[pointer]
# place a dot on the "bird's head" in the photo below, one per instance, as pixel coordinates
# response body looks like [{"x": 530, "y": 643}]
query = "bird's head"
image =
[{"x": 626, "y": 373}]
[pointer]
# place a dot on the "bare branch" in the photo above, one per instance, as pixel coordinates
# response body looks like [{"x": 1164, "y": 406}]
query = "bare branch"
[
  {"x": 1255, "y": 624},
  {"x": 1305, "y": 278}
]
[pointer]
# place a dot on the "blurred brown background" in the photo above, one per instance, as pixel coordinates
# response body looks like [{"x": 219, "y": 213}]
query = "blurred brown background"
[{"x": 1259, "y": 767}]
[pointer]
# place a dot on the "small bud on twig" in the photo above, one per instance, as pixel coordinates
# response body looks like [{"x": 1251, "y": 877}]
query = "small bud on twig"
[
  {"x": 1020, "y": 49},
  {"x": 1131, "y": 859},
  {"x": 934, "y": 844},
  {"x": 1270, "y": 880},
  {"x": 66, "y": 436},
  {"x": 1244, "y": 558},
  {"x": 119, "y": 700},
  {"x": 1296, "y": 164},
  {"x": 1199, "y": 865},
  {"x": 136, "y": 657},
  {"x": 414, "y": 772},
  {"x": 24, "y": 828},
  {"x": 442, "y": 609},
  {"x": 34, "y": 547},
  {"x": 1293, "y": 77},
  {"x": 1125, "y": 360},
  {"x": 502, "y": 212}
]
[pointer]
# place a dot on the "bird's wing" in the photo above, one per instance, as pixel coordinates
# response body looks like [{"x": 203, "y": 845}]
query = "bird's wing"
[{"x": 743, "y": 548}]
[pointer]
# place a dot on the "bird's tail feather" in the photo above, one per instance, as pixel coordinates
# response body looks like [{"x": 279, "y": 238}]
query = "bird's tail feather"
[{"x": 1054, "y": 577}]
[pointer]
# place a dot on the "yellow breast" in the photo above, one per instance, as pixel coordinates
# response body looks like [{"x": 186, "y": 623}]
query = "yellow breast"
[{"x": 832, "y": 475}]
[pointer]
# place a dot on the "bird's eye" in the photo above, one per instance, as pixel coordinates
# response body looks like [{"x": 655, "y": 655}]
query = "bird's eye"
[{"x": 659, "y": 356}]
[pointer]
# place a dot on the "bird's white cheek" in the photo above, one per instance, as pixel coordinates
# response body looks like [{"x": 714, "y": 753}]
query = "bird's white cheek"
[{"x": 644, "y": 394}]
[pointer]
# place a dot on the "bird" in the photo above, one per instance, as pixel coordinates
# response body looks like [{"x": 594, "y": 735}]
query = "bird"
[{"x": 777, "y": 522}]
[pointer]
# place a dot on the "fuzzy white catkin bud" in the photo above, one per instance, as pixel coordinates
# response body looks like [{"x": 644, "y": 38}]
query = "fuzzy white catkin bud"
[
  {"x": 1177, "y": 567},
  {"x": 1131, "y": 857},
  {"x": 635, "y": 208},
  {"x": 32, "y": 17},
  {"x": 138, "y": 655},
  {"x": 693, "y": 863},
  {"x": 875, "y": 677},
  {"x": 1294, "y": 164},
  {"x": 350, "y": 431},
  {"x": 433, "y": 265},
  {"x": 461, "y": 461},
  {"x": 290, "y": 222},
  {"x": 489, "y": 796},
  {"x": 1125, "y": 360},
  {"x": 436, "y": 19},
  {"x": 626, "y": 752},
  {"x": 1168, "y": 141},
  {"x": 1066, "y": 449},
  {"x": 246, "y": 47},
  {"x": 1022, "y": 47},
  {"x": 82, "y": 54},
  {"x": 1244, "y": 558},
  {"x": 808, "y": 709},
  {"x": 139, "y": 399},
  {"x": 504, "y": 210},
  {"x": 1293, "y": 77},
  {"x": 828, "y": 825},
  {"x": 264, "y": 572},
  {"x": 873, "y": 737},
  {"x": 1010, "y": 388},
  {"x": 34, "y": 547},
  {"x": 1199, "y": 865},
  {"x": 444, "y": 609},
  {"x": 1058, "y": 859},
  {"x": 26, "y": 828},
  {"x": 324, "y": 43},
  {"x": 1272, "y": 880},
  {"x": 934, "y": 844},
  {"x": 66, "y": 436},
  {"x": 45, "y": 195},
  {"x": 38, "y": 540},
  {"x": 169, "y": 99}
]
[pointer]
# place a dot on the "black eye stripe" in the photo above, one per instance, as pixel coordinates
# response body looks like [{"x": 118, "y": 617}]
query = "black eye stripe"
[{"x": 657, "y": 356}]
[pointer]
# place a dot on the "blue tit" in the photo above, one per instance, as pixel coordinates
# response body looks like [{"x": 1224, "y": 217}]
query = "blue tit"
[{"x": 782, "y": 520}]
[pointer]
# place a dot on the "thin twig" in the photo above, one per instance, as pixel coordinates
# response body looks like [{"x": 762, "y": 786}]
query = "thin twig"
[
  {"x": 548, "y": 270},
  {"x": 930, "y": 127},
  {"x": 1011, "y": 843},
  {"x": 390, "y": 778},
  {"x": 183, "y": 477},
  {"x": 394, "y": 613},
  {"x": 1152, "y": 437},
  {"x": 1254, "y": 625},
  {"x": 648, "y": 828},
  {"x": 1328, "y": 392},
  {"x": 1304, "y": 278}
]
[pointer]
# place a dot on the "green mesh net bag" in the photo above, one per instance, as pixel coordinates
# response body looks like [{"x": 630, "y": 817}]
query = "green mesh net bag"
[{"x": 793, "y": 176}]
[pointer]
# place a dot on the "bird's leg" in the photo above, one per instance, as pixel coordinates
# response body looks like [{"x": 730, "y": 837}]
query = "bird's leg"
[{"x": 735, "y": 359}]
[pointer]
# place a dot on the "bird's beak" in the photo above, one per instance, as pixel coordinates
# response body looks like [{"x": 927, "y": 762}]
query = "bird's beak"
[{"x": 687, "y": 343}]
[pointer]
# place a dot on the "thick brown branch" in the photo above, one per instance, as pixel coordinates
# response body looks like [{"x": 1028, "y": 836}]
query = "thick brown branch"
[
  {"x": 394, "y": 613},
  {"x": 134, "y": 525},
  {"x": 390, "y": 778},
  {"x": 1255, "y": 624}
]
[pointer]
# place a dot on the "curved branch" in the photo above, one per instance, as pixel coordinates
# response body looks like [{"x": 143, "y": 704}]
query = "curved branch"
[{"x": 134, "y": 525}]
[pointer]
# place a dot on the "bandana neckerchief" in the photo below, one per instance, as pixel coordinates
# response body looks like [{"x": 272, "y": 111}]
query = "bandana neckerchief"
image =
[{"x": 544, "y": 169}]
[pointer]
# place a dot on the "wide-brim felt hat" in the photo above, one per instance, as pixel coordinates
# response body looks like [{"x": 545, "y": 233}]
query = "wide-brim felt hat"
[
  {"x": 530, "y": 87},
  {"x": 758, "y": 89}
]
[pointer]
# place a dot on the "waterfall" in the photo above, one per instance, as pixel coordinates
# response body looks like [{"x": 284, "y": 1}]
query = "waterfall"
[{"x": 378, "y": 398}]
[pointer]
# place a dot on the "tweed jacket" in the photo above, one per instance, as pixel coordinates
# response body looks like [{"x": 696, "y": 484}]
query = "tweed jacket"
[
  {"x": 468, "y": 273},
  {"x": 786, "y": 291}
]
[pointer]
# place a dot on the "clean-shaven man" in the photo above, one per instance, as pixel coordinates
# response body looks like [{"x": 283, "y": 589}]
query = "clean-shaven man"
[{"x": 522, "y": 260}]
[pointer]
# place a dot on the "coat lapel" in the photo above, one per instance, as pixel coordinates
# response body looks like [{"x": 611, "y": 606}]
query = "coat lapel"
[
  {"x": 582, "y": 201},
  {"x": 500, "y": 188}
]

## SHORT PROBLEM
Print the material once more, exactly.

## TASK ANSWER
[pointer]
# place a dot on the "bird's head" in the photo below, one per instance, as pixel coordinates
# response body looks like [{"x": 530, "y": 643}]
query = "bird's head"
image =
[{"x": 626, "y": 373}]
[pointer]
# place a dot on the "bare branch" in the photo above, one per instance, as pixel coordinates
# response body looks like [{"x": 1164, "y": 406}]
query = "bare branch"
[
  {"x": 1255, "y": 624},
  {"x": 1305, "y": 278}
]
[pointer]
# place a dot on the "blurred brown background" in the photo above, one per instance, as pixel coordinates
# response body looks like [{"x": 219, "y": 213}]
query = "blurred brown background"
[{"x": 1259, "y": 767}]
[pointer]
# place a dot on the "small bud on twig" in the photo above, one per instance, as pixel coordinates
# response body looks like [{"x": 1251, "y": 877}]
query = "small bud on twig"
[
  {"x": 1020, "y": 49},
  {"x": 1131, "y": 859},
  {"x": 934, "y": 844},
  {"x": 1270, "y": 880},
  {"x": 66, "y": 436},
  {"x": 1244, "y": 558},
  {"x": 119, "y": 700},
  {"x": 1296, "y": 164},
  {"x": 1199, "y": 865},
  {"x": 136, "y": 657},
  {"x": 414, "y": 772},
  {"x": 24, "y": 828},
  {"x": 442, "y": 609},
  {"x": 34, "y": 547},
  {"x": 1293, "y": 77},
  {"x": 1125, "y": 360},
  {"x": 502, "y": 212}
]
[pointer]
# place a dot on the "bird's wing" in the photo above, one per instance, as pixel coordinates
# response body looks like [{"x": 203, "y": 845}]
query = "bird's wing"
[{"x": 743, "y": 548}]
[pointer]
# place a dot on the "bird's tail feather" in the photo above, one per instance, as pixel coordinates
# response body looks like [{"x": 279, "y": 238}]
query = "bird's tail feather"
[{"x": 1054, "y": 577}]
[pointer]
# place a dot on the "yellow breast" in the photo above, one per instance, as pixel coordinates
# response body looks like [{"x": 186, "y": 623}]
query = "yellow breast"
[{"x": 832, "y": 475}]
[pointer]
# place a dot on the "bird's eye" in the photo above, one per instance, as pixel coordinates
# response body looks like [{"x": 655, "y": 655}]
query = "bird's eye"
[{"x": 659, "y": 356}]
[pointer]
# place a dot on the "bird's white cheek" in the photo above, one per instance, as pixel coordinates
# response body looks like [{"x": 714, "y": 753}]
query = "bird's white cheek"
[{"x": 644, "y": 394}]
[pointer]
# place a dot on the "bird" in the photo above, one per instance, as pixel coordinates
# response body looks like [{"x": 594, "y": 735}]
query = "bird"
[{"x": 777, "y": 522}]
[pointer]
# place a dot on the "fuzzy white catkin bud" in the photo above, one per instance, as pixel coordinates
# response body looks like [{"x": 644, "y": 38}]
query = "fuzzy white catkin bud"
[
  {"x": 1177, "y": 567},
  {"x": 1131, "y": 857},
  {"x": 635, "y": 208},
  {"x": 32, "y": 17},
  {"x": 138, "y": 655},
  {"x": 693, "y": 863},
  {"x": 875, "y": 677},
  {"x": 1294, "y": 164},
  {"x": 350, "y": 431},
  {"x": 433, "y": 265},
  {"x": 461, "y": 461},
  {"x": 290, "y": 222},
  {"x": 489, "y": 796},
  {"x": 1125, "y": 360},
  {"x": 436, "y": 19},
  {"x": 626, "y": 752},
  {"x": 1168, "y": 141},
  {"x": 1066, "y": 449},
  {"x": 246, "y": 47},
  {"x": 1022, "y": 47},
  {"x": 82, "y": 54},
  {"x": 1244, "y": 558},
  {"x": 808, "y": 709},
  {"x": 139, "y": 399},
  {"x": 504, "y": 210},
  {"x": 1293, "y": 77},
  {"x": 828, "y": 825},
  {"x": 264, "y": 572},
  {"x": 873, "y": 737},
  {"x": 1010, "y": 388},
  {"x": 34, "y": 547},
  {"x": 1199, "y": 865},
  {"x": 444, "y": 609},
  {"x": 1058, "y": 859},
  {"x": 26, "y": 828},
  {"x": 324, "y": 43},
  {"x": 1272, "y": 880},
  {"x": 934, "y": 844},
  {"x": 66, "y": 436},
  {"x": 45, "y": 195},
  {"x": 38, "y": 540},
  {"x": 169, "y": 99}
]
[pointer]
# place a dot on the "black eye stripe" in the photo above, one per instance, as pixel coordinates
# response body looks like [{"x": 118, "y": 617}]
query = "black eye stripe"
[{"x": 657, "y": 356}]
[pointer]
# place a dot on the "blue tit" in the photo above, one per instance, as pixel coordinates
# response body looks like [{"x": 1224, "y": 217}]
query = "blue tit"
[{"x": 782, "y": 520}]
[pointer]
# place a dot on the "thin twig" in the photo above, one per instance, as pixel coordinates
# response body looks like [{"x": 762, "y": 786}]
query = "thin twig"
[
  {"x": 548, "y": 270},
  {"x": 930, "y": 127},
  {"x": 1011, "y": 843},
  {"x": 390, "y": 778},
  {"x": 183, "y": 477},
  {"x": 394, "y": 613},
  {"x": 1152, "y": 437},
  {"x": 1254, "y": 625},
  {"x": 648, "y": 828},
  {"x": 1328, "y": 392},
  {"x": 1304, "y": 278}
]
[pointer]
# place a dot on the "green mesh net bag" in the photo above, one per instance, as pixel coordinates
# response body looks like [{"x": 630, "y": 817}]
query = "green mesh net bag"
[{"x": 793, "y": 176}]
[pointer]
# place a dot on the "bird's leg" in the photo above, one per instance, as pixel coordinates
# response body looks like [{"x": 730, "y": 837}]
query = "bird's leg"
[{"x": 735, "y": 359}]
[pointer]
# place a dot on the "bird's beak" in the photo above, one per instance, as pixel coordinates
# response body looks like [{"x": 927, "y": 762}]
query = "bird's beak"
[{"x": 687, "y": 343}]
[pointer]
# place a dot on the "thick brown branch" in the photo above, one per instance, as pixel coordinates
# response body looks like [{"x": 1028, "y": 836}]
query = "thick brown branch"
[
  {"x": 394, "y": 613},
  {"x": 134, "y": 525},
  {"x": 390, "y": 778},
  {"x": 1255, "y": 624}
]
[pointer]
# place a dot on the "curved branch" in the photo above, one per instance, as pixel coordinates
# response body looks like [{"x": 143, "y": 704}]
query = "curved branch"
[{"x": 134, "y": 525}]
[pointer]
# place a dot on the "bandana neckerchief" in the photo below, one per instance, as pixel coordinates
# response body looks like [{"x": 272, "y": 111}]
query = "bandana neckerchief"
image =
[{"x": 544, "y": 169}]
[pointer]
# place a dot on the "wide-brim felt hat" in the photo above, one per instance, as pixel coordinates
# response body looks like [{"x": 545, "y": 233}]
query = "wide-brim felt hat"
[
  {"x": 530, "y": 87},
  {"x": 758, "y": 89}
]
[pointer]
# place a dot on the "waterfall" in the photo above, one per instance, as pixel coordinates
# response body looks like [{"x": 284, "y": 1}]
query = "waterfall"
[{"x": 378, "y": 398}]
[pointer]
# place a dot on the "tweed jacket" in the photo above, one per instance, as pixel coordinates
# response body looks like [{"x": 696, "y": 484}]
query = "tweed jacket"
[
  {"x": 468, "y": 273},
  {"x": 786, "y": 291}
]
[pointer]
# place a dot on the "clean-shaven man" in the photo above, one per instance, as pixel coordinates
# response body looks like [{"x": 283, "y": 589}]
query = "clean-shaven man"
[{"x": 522, "y": 260}]
[pointer]
# place a dot on the "coat lapel" in the photo above, one per instance, as pixel coordinates
# response body looks like [{"x": 611, "y": 606}]
query = "coat lapel"
[
  {"x": 582, "y": 201},
  {"x": 500, "y": 188}
]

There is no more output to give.